▼

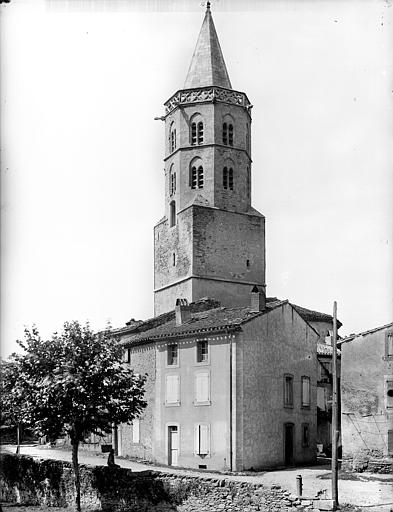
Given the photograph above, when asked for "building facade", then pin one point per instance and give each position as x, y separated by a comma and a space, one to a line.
367, 392
231, 375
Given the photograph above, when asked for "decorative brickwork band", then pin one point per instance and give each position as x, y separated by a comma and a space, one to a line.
203, 94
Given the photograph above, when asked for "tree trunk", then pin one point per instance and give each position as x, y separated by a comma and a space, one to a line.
18, 439
75, 446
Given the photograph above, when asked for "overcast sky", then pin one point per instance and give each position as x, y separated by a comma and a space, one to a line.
82, 157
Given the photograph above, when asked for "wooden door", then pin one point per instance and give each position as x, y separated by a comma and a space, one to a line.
173, 445
288, 443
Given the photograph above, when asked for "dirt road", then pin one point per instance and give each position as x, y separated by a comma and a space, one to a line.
373, 492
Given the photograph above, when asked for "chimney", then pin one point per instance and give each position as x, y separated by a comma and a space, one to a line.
258, 299
182, 311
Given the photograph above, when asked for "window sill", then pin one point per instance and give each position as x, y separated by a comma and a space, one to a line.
201, 404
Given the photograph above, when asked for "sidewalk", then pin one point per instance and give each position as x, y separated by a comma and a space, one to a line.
375, 492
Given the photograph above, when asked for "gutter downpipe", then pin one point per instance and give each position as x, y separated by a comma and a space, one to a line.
230, 406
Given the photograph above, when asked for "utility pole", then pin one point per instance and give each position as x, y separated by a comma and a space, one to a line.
334, 413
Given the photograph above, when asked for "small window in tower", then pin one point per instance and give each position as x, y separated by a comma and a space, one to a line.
200, 177
230, 178
225, 177
200, 132
230, 134
193, 134
225, 133
172, 214
193, 177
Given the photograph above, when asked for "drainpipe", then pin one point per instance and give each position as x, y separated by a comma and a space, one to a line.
230, 406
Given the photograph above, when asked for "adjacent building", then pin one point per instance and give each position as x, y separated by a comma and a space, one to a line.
367, 392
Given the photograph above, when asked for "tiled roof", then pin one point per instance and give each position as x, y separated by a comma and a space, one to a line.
365, 333
314, 316
212, 320
325, 350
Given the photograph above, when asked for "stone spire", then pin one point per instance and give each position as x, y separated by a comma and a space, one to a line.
207, 65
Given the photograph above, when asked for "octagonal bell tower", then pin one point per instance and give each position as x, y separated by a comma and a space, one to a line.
211, 242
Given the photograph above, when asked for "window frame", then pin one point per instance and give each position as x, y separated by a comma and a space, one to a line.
197, 440
177, 402
199, 360
305, 405
169, 347
207, 401
305, 435
288, 404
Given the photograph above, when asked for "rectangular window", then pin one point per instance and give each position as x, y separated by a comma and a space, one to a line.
389, 345
136, 431
305, 434
172, 389
288, 390
172, 350
202, 351
202, 439
127, 355
389, 394
202, 388
305, 391
390, 442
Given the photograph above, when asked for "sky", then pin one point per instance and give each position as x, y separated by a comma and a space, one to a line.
82, 157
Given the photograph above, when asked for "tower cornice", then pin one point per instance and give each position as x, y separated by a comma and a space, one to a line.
210, 94
214, 144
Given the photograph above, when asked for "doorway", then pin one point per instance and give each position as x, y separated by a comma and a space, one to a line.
173, 445
288, 444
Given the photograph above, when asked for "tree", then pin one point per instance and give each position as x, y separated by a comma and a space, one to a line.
77, 385
12, 392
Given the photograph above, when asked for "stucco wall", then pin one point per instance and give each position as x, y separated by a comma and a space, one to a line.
143, 362
365, 418
271, 346
187, 414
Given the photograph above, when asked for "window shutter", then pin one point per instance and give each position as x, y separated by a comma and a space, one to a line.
172, 389
306, 391
204, 440
135, 431
202, 387
196, 440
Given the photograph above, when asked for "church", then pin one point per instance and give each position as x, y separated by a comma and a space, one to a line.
231, 374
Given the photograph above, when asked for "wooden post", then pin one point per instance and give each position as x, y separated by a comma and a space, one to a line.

▲

For this exercise, restate the material exactly and skip every picture.

*Solution*.
Given the photograph above, when asked for "building facade", then pin one point per instance and give each position as x, y separated by a comma and a space, one to a line.
367, 392
231, 375
Given the photograph above, when asked for "decorative brickwork band", then pin one point per instance and give each position as x, y separated by a comma and a space, one to a line.
203, 94
Given the photograph above, when asked for "tree trunk", then pin one point per instance and give each position as x, y separated by a comma and a space, one to a line.
18, 439
75, 446
Given the photograph above, when asked for "overcast sky", then pin one point per instance and give each position as x, y separated by a comma and a space, one to a line.
82, 157
Given the photograph above, when asked for "wooden door", then pin one point per instance and give each position as x, y separated by a comma and a space, one to a line.
173, 445
288, 443
Given the photograph above, when asked for "dirt road", then pin one point per instance and give each position as x, y separated by a comma and a space, one to a line.
373, 492
Given the photograph above, when asked for "chimney", then pin one point per instance and give each position as x, y separated by a comma and a space, one to a line.
258, 299
182, 311
Given the photograph above, when asked for "window sill", then pin one point per instance and give each position as x, y separated by a comma and a space, one to a line.
201, 404
Given the photograph above, when asked for "sidewalk", then pin one point per instance and give each position as x, y separated by a comma and a space, one to a line.
375, 492
Given the photograph above, when asked for "gutter downpipe", then pin one point per instance and give each position as x, y separated by a comma and a space, one to a line.
230, 406
Given the photograph above, when asked for "utility pole", then pin one point per instance and give each position as x, y separated by a comma and a space, one to a line.
334, 413
Given the photograph above, when asked for "small window in tower", then pin one point per instance and give each position as x, y separated by a comma and a space, one to a line.
200, 177
230, 178
225, 177
200, 132
230, 134
193, 134
225, 133
172, 214
193, 177
Given the photograph above, when asked for "drainpipe", then pin one point per instance and give each position as x, y separated by a comma and a space, one to a line.
230, 406
Given the photograph above, when asked for "adjacent building", then pin one point per instance and give each position as x, y separated by a comma and a space, one to a line.
367, 392
Given the photograph above, when asked for "tiled roof", then pin one point per instance and give each position as x, y separated by a comma and a space, one to a line.
365, 333
314, 316
212, 320
325, 350
Given the photograph above, when asked for "stone spire", then pin one point per instance and give each position as x, y separated by a comma and a space, one to a line.
207, 65
Given the photograph above, when asked for "octagonal bell tower", then pin one point per instance and give each position as x, y separated by a comma and a space, one to a line.
211, 242
Given the photograph above, when asked for "window frame", then pin one point per instance and give each position as x, y separated by a comma and a space, one to a line.
197, 440
177, 402
199, 360
305, 405
169, 347
207, 401
305, 435
288, 404
Given the photograph above, when asked for "rectangular window", then pin one point per instance and give each position as x, y separated by a comma and a space, one to a line.
389, 345
136, 431
305, 434
172, 389
288, 390
172, 350
202, 351
202, 439
127, 355
389, 394
202, 388
305, 391
390, 442
Given the photograph above, when asked for "sky", then pin one point per instance and give each position as x, y separated by a comma and a space, one to a line.
82, 157
Given the photograph above, when asked for "tower cornice", then pin one point per instance and give each position as x, y separated by a comma and a space, one to a line.
210, 94
214, 144
Given the photograph above, when asked for "doorway", then pin one point per instance and give each position as x, y separated by a comma and a space, one to a line.
173, 445
288, 444
Given the photograph above, when asked for "tree", then pin one point per instance and give each position as x, y separated by a comma and a space, one to a line.
77, 385
12, 392
Given the photograph above, when asked for "stucco wall", then pin one point per instance and give each position as x, y separated by a comma and a space, one to a line.
143, 362
365, 418
271, 346
187, 414
Given the photograph above, when asked for "window shutter", then pin one point per instance and give each position as x, y separated by a comma and a space, one to a line.
172, 389
306, 391
204, 440
135, 431
202, 387
196, 440
Given the photograph above, when asked for "church", then pin one point per instance and give each position as x, y separated by a comma and a space, one to a line.
231, 374
Given the photograph above, when asked for "wooden post", then pin one point per instance and give each position as x, y separated by a comma and a space, one to a line.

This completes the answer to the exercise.